The problem
Convert the lines below into a JSON list of strings, with one string per line and no blank lines included.

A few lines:

::::::

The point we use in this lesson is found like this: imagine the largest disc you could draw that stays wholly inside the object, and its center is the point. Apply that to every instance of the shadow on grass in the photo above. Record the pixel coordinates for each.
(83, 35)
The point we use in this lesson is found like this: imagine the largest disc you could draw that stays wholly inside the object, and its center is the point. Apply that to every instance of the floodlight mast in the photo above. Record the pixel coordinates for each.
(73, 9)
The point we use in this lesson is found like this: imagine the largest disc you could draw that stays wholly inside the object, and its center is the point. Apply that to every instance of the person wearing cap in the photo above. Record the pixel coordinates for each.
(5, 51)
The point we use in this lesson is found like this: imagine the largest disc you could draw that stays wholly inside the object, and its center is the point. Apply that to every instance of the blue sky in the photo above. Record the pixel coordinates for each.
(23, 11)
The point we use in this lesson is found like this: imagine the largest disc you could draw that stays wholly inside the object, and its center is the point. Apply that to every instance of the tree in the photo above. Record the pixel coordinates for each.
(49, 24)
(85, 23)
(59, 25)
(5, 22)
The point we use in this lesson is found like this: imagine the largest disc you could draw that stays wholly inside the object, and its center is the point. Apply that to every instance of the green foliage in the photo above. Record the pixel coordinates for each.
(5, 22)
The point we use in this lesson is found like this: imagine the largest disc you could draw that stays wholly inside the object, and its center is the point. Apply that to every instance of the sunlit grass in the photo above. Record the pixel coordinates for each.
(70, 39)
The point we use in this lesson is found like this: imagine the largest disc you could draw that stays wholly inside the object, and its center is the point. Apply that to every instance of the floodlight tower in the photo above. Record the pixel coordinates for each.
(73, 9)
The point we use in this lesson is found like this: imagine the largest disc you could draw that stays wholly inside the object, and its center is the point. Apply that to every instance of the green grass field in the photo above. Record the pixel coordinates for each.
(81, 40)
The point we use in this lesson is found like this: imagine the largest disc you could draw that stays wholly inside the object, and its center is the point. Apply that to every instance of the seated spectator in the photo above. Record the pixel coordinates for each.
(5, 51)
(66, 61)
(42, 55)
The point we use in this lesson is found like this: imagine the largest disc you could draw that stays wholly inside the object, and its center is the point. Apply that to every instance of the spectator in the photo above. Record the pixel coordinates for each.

::::::

Exercise solution
[
  "The point we use in this lesson is found like this: imagine the largest disc you could draw that stays wholly inside the object, and its center is the point. Apply that to every instance of the shadow on grass in the photo above. Record the pixel coordinates for each.",
  "(83, 35)",
  "The point we use in this lesson is found like this: imagine the largest disc you could draw that stays wholly inside the object, and its center is the point. Apply that to every instance of the floodlight mast in the photo above. Record the pixel coordinates for each.",
  "(73, 9)",
  "The point we use in this lesson is found like this: imagine the largest disc you could draw that stays wholly inside the object, and its center is the point. Apply that to every instance of the person wearing cap in the photo above. Record the pixel coordinates for each.",
  "(5, 51)",
  "The point we use in this lesson is found like this: imagine the largest disc you could draw that stays wholly inside the object, and its center is the point. Apply that to every instance of the blue sky in the photo above. Record the pixel coordinates for each.",
  "(23, 11)",
  "The point we use in this lesson is found like this: imagine the largest disc you could draw that stays wholly inside the object, and its center is the point. Apply that to every instance of the tree in the photo above. Record the pixel coordinates for each.",
  "(49, 24)",
  "(85, 23)",
  "(59, 25)",
  "(5, 22)",
  "The point we use in this lesson is found like this: imagine the largest disc you could draw that stays wholly inside the object, and its center is the point. Apply that to every instance of the green foliage in the photo above. Record the pixel coordinates for each.",
  "(5, 22)",
  "The point we use in this lesson is found like this: imagine the largest disc you could draw that stays wholly inside the object, and its center is the point. Apply that to every instance of the sunlit grass in the photo above. Record the pixel coordinates for each.",
  "(70, 39)",
  "The point we use in this lesson is found like this: imagine the largest disc you could draw that stays wholly inside the object, and its center is the point. Apply that to every instance of the floodlight tower in the photo above. Record the pixel coordinates for each.",
  "(73, 9)",
  "The point we use in this lesson is found like this: imagine the largest disc you could draw that stays wholly inside the object, and its center is the point. Apply that to every instance of the green grass field in the photo above. Record the pixel coordinates for each.",
  "(81, 40)",
  "The point we use in this lesson is found like this: imagine the largest disc you could draw that stays wholly inside the object, and its center is the point. Apply that to every instance of the seated spectator in the photo above. Record the pixel coordinates for each.",
  "(5, 51)",
  "(66, 61)",
  "(42, 55)",
  "The point we use in this lesson is found like this: imagine the largest disc you could draw that stays wholly inside the object, and its center is the point. Apply that to every instance of the spectator in the photo above. Record the pixel coordinates for each."
]